**Aim:** All entries are to be given again verbatim.

(Collected data entries)
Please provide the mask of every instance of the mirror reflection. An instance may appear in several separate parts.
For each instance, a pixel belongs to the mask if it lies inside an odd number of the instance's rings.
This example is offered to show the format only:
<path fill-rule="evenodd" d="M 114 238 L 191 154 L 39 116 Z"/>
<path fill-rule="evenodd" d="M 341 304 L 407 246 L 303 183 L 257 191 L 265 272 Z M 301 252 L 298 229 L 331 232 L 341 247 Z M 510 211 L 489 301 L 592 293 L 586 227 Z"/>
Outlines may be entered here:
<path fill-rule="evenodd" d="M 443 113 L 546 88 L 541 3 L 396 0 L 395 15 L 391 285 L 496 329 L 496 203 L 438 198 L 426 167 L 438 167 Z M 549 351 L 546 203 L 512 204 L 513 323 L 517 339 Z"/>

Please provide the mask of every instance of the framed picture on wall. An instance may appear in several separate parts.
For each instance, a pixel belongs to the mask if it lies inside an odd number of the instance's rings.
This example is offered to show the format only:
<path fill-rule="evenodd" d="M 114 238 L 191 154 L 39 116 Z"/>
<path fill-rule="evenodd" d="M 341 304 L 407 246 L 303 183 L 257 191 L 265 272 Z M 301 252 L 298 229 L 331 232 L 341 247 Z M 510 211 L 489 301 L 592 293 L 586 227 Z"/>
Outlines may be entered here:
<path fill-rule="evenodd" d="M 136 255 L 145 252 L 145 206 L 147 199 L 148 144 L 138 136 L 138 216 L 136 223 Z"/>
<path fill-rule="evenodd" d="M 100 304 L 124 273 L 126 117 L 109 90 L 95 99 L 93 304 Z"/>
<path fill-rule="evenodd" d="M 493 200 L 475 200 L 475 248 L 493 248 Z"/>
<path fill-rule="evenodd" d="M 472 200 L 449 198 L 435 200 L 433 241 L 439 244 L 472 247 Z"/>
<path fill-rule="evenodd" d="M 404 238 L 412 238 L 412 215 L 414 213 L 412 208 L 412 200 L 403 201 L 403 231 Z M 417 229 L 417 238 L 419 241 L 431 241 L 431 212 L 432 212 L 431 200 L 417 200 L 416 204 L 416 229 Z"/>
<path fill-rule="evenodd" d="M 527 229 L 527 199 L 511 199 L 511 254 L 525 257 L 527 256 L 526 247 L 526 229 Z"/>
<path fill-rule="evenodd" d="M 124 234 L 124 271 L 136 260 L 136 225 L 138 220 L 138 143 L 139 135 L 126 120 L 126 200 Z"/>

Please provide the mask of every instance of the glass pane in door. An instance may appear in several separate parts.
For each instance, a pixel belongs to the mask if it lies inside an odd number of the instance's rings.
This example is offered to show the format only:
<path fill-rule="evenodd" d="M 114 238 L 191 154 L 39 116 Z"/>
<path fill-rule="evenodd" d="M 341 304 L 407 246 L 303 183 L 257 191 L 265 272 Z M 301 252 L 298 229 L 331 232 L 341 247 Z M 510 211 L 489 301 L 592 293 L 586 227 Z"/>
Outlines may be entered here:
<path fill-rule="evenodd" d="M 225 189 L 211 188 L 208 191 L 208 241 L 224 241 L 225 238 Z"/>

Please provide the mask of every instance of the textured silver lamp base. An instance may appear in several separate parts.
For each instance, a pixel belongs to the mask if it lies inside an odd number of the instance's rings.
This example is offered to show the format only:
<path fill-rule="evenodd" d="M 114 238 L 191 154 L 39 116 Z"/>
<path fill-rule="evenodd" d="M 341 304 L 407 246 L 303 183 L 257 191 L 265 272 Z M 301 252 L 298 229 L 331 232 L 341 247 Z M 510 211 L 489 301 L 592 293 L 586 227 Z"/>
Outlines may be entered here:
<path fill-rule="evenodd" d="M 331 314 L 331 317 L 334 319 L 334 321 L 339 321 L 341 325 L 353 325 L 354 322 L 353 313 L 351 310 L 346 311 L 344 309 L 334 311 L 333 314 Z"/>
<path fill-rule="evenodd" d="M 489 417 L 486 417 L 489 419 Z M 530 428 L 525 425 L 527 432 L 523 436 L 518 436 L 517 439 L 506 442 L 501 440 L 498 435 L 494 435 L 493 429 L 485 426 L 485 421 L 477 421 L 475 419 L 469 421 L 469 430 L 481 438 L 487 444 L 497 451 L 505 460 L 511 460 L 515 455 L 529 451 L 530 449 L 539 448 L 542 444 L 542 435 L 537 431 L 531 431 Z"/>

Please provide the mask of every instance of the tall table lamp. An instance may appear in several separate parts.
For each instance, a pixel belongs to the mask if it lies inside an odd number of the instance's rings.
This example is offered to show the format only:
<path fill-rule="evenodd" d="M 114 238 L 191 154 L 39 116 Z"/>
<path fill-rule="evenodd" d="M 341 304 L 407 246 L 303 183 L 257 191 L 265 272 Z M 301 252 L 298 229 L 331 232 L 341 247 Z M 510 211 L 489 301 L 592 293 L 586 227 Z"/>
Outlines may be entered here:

**Solution below:**
Please provide the mask of every instance of the mirror reflection. An instance may appear in several separate parts.
For each instance, a pixel belongs to the mask if it lies inside an odd number of the instance's rings.
This example is offered to show the format only:
<path fill-rule="evenodd" d="M 114 238 L 191 154 L 39 116 Z"/>
<path fill-rule="evenodd" d="M 341 304 L 407 246 L 303 183 L 257 191 L 265 272 Z M 301 252 L 298 229 L 331 232 L 341 247 Z M 510 211 L 489 301 L 592 293 L 586 227 Z"/>
Outlines may be entered here:
<path fill-rule="evenodd" d="M 443 113 L 546 88 L 541 3 L 396 0 L 395 15 L 391 285 L 496 329 L 496 203 L 438 198 L 426 167 L 438 167 Z M 549 351 L 546 203 L 512 204 L 513 323 L 517 339 Z"/>

Please provide the mask of every instance of the framed picture on wall. An instance may appear in several separate parts.
For each instance, a pixel belongs to the mask if it lies inside an odd number of the instance's rings.
This example is offered to show the format only:
<path fill-rule="evenodd" d="M 114 238 L 191 154 L 39 116 Z"/>
<path fill-rule="evenodd" d="M 341 304 L 407 246 L 303 183 L 257 191 L 265 272 Z M 301 252 L 298 229 L 331 232 L 341 247 Z M 510 211 L 489 301 L 592 293 L 586 227 Z"/>
Outlines may be entered here:
<path fill-rule="evenodd" d="M 136 255 L 145 252 L 145 206 L 147 199 L 148 144 L 138 136 L 138 216 L 136 223 Z"/>
<path fill-rule="evenodd" d="M 100 304 L 124 273 L 126 117 L 109 90 L 95 99 L 93 304 Z"/>
<path fill-rule="evenodd" d="M 493 200 L 475 200 L 475 248 L 493 248 Z"/>
<path fill-rule="evenodd" d="M 472 200 L 449 198 L 435 200 L 433 241 L 439 244 L 472 247 Z"/>
<path fill-rule="evenodd" d="M 404 238 L 412 238 L 412 215 L 414 213 L 412 208 L 412 200 L 403 201 L 403 231 Z M 417 229 L 417 238 L 419 241 L 431 241 L 431 212 L 432 212 L 431 200 L 417 200 L 416 204 L 416 229 Z"/>
<path fill-rule="evenodd" d="M 527 229 L 527 199 L 511 199 L 511 254 L 525 257 L 527 256 L 526 247 L 526 229 Z"/>
<path fill-rule="evenodd" d="M 124 234 L 124 271 L 136 260 L 136 225 L 138 220 L 138 143 L 139 135 L 126 120 L 126 200 Z"/>

Please provide the mask of every instance of the glass pane in door. An instance may appear in several separate parts.
For each instance, a pixel belongs to the mask if it lies inside an odd number of the instance's rings.
This example is offered to show the format only:
<path fill-rule="evenodd" d="M 114 238 L 191 154 L 39 116 Z"/>
<path fill-rule="evenodd" d="M 341 304 L 407 246 L 303 183 L 257 191 L 265 272 Z M 301 252 L 298 229 L 331 232 L 341 247 Z M 510 211 L 489 301 L 592 293 L 586 227 Z"/>
Outlines may be entered here:
<path fill-rule="evenodd" d="M 225 189 L 211 188 L 208 191 L 208 241 L 224 241 L 225 238 Z"/>

Please provide the mask of every instance of the textured silver lamp base. An instance may appear in several separate parts.
For each instance, a pixel belongs to the mask if it lies inside an odd number of the instance's rings.
This example is offered to show the format only:
<path fill-rule="evenodd" d="M 114 238 L 191 154 L 39 116 Z"/>
<path fill-rule="evenodd" d="M 341 304 L 407 246 L 303 183 L 257 191 L 265 272 Z M 301 252 L 298 229 L 331 232 L 341 247 Z M 510 211 L 489 301 L 592 293 L 586 227 Z"/>
Outlines may be entered here:
<path fill-rule="evenodd" d="M 331 314 L 331 317 L 334 319 L 334 321 L 339 321 L 341 325 L 353 325 L 354 322 L 353 313 L 351 310 L 346 311 L 344 309 L 334 311 L 333 314 Z"/>
<path fill-rule="evenodd" d="M 489 417 L 486 417 L 489 419 Z M 530 428 L 525 425 L 527 432 L 523 436 L 518 436 L 517 439 L 506 442 L 501 440 L 498 435 L 494 435 L 493 429 L 485 426 L 485 421 L 477 421 L 475 419 L 469 421 L 469 430 L 481 438 L 487 444 L 497 451 L 505 460 L 511 460 L 515 455 L 529 451 L 530 449 L 539 448 L 542 444 L 542 435 L 537 431 L 531 431 Z"/>

Please provide the mask of every instance of the tall table lamp. An instance may appear in several separate parts.
For each instance, a pixel belongs to the mask if it lies inside an odd number of the instance's rings.
This example is offered to show the format only:
<path fill-rule="evenodd" d="M 114 238 L 191 154 L 39 116 Z"/>
<path fill-rule="evenodd" d="M 341 304 L 407 246 L 303 183 L 257 191 L 265 272 Z M 301 252 L 298 229 L 331 232 L 341 247 Z M 510 211 L 489 301 L 592 293 L 586 227 Z"/>
Outlines may be entered here:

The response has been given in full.